◆ **TASK TO CARRY OUT**:
All of the data is to be restated word for word.

⁂

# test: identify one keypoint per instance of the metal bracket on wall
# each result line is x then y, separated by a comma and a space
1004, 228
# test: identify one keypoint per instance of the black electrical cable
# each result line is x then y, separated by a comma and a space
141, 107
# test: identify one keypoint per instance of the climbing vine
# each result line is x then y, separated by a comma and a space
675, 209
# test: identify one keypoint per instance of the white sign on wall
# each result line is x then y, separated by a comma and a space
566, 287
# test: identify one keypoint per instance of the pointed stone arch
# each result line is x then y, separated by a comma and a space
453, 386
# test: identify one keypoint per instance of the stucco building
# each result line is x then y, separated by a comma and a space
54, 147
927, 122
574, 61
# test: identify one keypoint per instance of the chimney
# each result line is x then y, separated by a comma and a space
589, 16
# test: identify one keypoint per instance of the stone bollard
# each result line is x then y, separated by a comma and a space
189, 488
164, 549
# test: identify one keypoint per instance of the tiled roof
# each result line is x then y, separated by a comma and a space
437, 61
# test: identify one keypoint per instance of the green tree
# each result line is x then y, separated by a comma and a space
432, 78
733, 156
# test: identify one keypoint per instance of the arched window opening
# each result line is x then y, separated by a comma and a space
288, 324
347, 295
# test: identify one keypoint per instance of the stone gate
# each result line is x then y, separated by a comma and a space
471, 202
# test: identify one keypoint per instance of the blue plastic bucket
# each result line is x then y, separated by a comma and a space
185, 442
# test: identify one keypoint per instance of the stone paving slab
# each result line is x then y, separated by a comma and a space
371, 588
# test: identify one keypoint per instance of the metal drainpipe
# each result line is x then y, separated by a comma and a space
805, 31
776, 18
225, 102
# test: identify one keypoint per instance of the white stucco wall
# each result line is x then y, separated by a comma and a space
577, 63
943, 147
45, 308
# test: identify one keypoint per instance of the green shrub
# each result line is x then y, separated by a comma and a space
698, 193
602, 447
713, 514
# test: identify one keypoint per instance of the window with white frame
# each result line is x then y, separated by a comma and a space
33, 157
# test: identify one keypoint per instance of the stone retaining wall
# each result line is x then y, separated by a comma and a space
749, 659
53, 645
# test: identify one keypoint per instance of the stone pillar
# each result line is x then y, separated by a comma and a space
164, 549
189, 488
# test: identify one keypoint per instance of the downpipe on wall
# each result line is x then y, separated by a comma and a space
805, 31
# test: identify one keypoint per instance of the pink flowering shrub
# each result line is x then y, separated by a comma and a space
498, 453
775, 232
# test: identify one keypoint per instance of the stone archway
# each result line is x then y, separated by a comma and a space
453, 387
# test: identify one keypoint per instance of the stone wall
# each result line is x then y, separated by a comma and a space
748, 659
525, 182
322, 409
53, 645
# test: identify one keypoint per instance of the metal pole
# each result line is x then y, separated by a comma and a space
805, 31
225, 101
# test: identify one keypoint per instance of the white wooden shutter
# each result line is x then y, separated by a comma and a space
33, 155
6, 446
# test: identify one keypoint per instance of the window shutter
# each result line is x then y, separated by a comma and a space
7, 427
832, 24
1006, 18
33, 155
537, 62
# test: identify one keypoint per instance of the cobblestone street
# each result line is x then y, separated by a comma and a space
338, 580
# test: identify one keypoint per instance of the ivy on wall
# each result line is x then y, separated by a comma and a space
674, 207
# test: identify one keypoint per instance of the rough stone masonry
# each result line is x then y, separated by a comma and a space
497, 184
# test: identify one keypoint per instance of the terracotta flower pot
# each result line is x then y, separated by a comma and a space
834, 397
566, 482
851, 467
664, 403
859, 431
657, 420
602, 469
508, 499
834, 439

⁂

◆ **TASK RESULT**:
# test: identify one keypoint per instance of the metal bracket on wall
# each result line is x then y, separated by a comma and a space
1004, 228
# test: identify one keypoint per instance of the black electrical cable
# each result line is x then y, separated by a comma and a space
141, 107
# test: identify one keypoint per instance of the climbing vine
# each result line is x then y, separated by a comma and a space
675, 209
# test: identify one keypoint per instance of the white sign on wall
# each result line is x then y, separated by a comma and a space
566, 287
# test: identify one keypoint per instance of the pointed stone arch
# each result line is x then y, separated by a comma and a space
453, 386
# test: identify one keypoint per instance of the stucco building
# each result line is x then y, separated by a comma and a space
54, 147
927, 122
574, 61
# test: identify one keypoint per instance of the chimney
# each result line is x then y, separated by a comma and a space
589, 16
# test: identify one keypoint per instance of the stone bollard
# each result line is x then y, separated by a comma and a space
189, 488
164, 549
# test: identify one keypoint per instance of the tiled roof
# each result line is x then y, separated by a comma and a space
437, 61
# test: identify one keypoint per instance of the green tree
# each result line is x then y, separated by a comma and a space
432, 78
733, 156
# test: identify one keypoint per instance of the arched window opening
# each result line is x then y, separated by a comma and a space
288, 324
347, 295
# test: identify one keypoint per instance of the stone gate
# each result line is x then y, separated by a comma and a space
471, 202
# test: identify one keypoint per instance of the blue plastic bucket
# each result line is x then y, separated by a comma and a space
185, 442
# test: identify one keypoint per instance of the stone paving slab
# each result line is x then y, separated by a comma and a space
371, 588
# test: identify one keypoint per instance of the metal drainpipe
# each result line is x then y, separated by a comma and a space
805, 31
776, 18
225, 102
# test: identify one keypoint per instance of the white stucco wall
# each result line is x then y, separated by a comma and a space
577, 63
943, 147
45, 308
# test: identify one keypoint per instance of the green shrub
# each result line is x then y, separated by a comma and a space
698, 193
602, 447
713, 514
# test: identify one keypoint per instance of the window with white frame
# each result line is x then y, separated by a comma and a space
33, 157
# test: identify one keypoint per instance of the stone retaining wall
# each result line is x then y, separated by a comma and a space
749, 659
53, 645
# test: identify one keypoint per instance of the stone pillar
# each result line is x then y, separated by a comma and a space
164, 549
189, 488
# test: identify one keypoint per instance of the downpipe on wall
# each result line is x then y, separated by a comma and a space
805, 31
# test: identify one keypoint per instance of the pink flowering shrub
# each result line is x then y, separated by a comma and a space
498, 453
775, 232
# test: identify one keypoint per instance of the stone archway
# each result line is x then y, separated by a comma and a space
453, 387
# test: identify one keypoint per instance of the stone wall
# each result line is x then y, separated by a comma and a space
748, 659
525, 182
322, 409
53, 645
# test: identify one keypoint per instance of the metal pole
# each result line is x then y, separated by a comma and a space
805, 31
225, 101
# test: identify one keypoint per instance of the white wooden shutter
# each result line is x then y, separated by a comma and a space
33, 155
6, 446
# test: identify one keypoint per instance of the window shutter
# each result line is x then y, separated by a comma and a space
7, 427
832, 24
1006, 18
33, 155
537, 62
# test: identify one keypoint per instance of the cobblestone street
# each result line is x then y, separated by a comma and a space
338, 580
# test: identify one keypoint per instance of the ivy on wall
# each result line is x then y, separated by a comma and a space
674, 207
# test: identify one keypoint per instance of the rough stone masonry
# each result line is x then y, separated by a comma and a space
497, 184
# test: identify one keypoint per instance of the terracotta flower pot
# each result line is x then y, separated by a comma and a space
834, 397
566, 482
851, 467
664, 403
859, 431
657, 420
602, 469
508, 499
834, 439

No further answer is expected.